(THE DATA)
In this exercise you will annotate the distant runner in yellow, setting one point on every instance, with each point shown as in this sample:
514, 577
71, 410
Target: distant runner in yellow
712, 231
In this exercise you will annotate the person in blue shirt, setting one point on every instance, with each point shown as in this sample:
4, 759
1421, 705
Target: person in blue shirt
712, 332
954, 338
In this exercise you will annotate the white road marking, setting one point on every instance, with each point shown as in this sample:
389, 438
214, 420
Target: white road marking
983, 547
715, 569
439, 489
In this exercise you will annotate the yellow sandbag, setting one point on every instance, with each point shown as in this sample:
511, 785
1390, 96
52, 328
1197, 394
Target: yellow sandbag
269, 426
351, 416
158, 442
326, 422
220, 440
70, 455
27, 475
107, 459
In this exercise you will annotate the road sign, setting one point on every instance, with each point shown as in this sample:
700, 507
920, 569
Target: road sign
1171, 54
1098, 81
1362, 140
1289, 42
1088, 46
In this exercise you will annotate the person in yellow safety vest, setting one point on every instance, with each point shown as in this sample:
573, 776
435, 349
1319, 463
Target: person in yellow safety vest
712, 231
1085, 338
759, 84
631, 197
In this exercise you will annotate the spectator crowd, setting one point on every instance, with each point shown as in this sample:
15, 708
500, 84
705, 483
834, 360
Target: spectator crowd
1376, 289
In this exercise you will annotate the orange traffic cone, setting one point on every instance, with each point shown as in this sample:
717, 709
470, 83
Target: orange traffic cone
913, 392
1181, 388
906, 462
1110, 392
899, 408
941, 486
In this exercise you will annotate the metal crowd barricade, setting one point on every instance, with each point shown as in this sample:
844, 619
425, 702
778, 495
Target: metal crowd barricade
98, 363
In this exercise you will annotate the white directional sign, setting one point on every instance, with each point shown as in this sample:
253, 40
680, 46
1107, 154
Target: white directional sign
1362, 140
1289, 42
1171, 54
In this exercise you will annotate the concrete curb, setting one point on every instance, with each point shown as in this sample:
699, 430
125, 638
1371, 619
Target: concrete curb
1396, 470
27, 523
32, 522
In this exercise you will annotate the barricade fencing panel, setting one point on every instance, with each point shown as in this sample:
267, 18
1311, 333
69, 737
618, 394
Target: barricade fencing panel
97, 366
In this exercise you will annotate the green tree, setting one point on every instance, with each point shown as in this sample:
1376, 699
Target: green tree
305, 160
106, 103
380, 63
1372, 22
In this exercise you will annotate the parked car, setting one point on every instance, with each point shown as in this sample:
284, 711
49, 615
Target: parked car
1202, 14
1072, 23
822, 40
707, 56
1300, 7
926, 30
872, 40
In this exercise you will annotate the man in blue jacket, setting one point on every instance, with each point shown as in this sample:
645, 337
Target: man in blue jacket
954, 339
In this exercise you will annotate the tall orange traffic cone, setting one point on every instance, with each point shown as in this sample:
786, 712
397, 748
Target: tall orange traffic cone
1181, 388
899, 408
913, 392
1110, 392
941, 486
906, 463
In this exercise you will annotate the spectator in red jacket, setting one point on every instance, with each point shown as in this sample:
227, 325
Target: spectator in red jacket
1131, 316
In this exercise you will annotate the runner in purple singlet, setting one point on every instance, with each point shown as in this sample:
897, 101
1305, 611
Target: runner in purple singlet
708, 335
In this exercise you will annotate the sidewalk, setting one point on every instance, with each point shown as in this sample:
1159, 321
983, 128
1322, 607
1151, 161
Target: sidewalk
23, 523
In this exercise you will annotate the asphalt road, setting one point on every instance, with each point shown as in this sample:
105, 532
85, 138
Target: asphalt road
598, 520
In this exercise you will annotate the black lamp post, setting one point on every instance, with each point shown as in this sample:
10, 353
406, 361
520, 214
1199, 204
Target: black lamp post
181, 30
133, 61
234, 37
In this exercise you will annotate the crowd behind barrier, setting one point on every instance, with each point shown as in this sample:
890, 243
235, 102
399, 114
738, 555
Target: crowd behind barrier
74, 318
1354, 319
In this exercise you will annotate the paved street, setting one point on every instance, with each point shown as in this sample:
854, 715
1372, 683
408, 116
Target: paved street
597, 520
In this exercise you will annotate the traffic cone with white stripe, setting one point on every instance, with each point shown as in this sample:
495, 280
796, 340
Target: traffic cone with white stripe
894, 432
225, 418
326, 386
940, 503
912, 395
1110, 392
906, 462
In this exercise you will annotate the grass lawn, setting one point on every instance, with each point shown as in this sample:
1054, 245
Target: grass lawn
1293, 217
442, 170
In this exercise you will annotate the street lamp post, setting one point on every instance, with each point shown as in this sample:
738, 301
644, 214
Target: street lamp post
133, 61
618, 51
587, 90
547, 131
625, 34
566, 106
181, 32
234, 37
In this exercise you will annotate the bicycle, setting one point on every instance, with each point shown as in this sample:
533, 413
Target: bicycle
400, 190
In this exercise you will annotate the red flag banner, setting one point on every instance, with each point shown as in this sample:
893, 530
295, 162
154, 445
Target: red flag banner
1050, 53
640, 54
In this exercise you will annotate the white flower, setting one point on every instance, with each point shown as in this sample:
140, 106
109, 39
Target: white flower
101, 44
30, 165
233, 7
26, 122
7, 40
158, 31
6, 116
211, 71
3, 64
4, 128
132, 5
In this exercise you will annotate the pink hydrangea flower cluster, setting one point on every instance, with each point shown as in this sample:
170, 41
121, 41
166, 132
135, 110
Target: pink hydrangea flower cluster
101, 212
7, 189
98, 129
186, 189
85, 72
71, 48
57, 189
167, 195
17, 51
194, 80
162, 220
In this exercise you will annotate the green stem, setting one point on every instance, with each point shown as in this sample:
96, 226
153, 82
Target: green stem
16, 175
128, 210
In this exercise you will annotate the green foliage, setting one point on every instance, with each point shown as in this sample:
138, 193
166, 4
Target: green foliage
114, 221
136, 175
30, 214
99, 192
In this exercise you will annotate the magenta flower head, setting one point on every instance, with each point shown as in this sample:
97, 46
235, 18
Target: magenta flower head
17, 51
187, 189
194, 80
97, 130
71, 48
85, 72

(SHORT PROBLEM) Repeat only the stretch of lines starting at the one containing "In this exercise you will annotate the green stem, setting" and running to the final line of the entries above.

(RESULT)
In this exercise you will annotate the green stem, setting one point on every instance, with each point shown as in this sample:
96, 226
153, 82
Target: green stem
16, 175
128, 210
In this exercise you will annotate the green foliage, setting one point on every instance, with each point shown as in this sample:
138, 193
166, 4
Target: green foliage
114, 221
136, 175
30, 214
99, 192
In this exercise you will annotate the magenta flower head, setting one point on every instance, with each point shown as in this sample:
97, 46
235, 18
Target: magenta flower head
17, 51
187, 189
194, 80
97, 130
71, 48
85, 72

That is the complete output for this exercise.